- Ejercicio escrito A -
Enumere los lugares en los que se sitúan, o hacia los que se dirigen, las dos elipsis descritas en el artículo sobre los comedores de pipas.
- Ejercicio escrito B -
Prosiga el artículo sobre los comedores de pipas desde el punto en que termina.

- Texto mostrado -
——————————

Opinión | LITERATURA

El desencanto, y la clase, de los comedores de pipas

Si algo me llama la curiosidad hoy es esa novedosa manera de aparentar lo que no se es

Imagen de la película 2001 una odisea en el espacio. / Archivo

1.La elipsis narrativa más portentosa del cine es la de '2001' y solventa en unos segundos cuatro millones de años: unos homínidos en las planicies de África enarbolan la tibia de un gran mamífero y, a renglón seguido, el hueso se ha convertido en una nave espacial rumbo a la Luna en 1.999.

Se me ocurre que la elipsis narrativa más portentosa de la historia reciente de nuestro país podría ser otra: un ser humano enarbola en la aldea la cabeza de una gallina degollada que, acto seguido, es un puñado de pipas en la mano de su nieta, mientras trabaja como 'community manager' en una oficina de diseño minimal, con monsteras y palés, de una gran ciudad española.

——————————

- Material sin procesar -
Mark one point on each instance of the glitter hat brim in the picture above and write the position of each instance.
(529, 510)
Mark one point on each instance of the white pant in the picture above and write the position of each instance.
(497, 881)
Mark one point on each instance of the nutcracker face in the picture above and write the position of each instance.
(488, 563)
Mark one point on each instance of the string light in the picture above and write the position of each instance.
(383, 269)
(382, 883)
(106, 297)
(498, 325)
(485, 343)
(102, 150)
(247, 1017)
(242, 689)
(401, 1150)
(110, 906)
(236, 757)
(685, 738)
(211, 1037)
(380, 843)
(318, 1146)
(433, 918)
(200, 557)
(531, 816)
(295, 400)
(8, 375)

——————————

- Respuesta del ejercicio A -
- Las planicies de África
- La Luna
- La aldea
- Una oficina de diseño minimal
- Una gran ciudad española

- Respuesta del ejercicio B -
2.Esa generación estrenó la democracia, internet y los Erasmus. Y, también, un tipo concreto de 'aburrimiento' sin carisma. Un aburrimiento que traiciona la comodidad que lo genera. Fue la combinación de deseo, aburrimiento e imaginación lo que los convirtió en lo que son. Se nos dijo que imagináramos un porvenir. Se nos dijo que no fuéramos como nuestros mayores. Se nos dijo que no olvidáramos cómo eran nuestros mayores.

Con los labios cuarteados por la sal de las pipas y la boca seca de tanto parlotear, esa generación, que creció “entre el fin de mes y el principio de una nueva era”, amnesió lo más importante. Así que Calderón propone “un relato de los expobres”.

3.Yo, con abuelos idénticos a los de Calderón, siempre tuve cierta obsesión por los arribistas. Los de las novelas francesas del XVIII y sus herederos: del Pijoaparte de Marsé al de 'El día de mañana', de Pisón, que entra en los círculos izquierdosos de la burguesía vistiéndose así, desastrado, como ellos: “Era un pobre vestido de rico vestido de pobre. O sea, un pobre”.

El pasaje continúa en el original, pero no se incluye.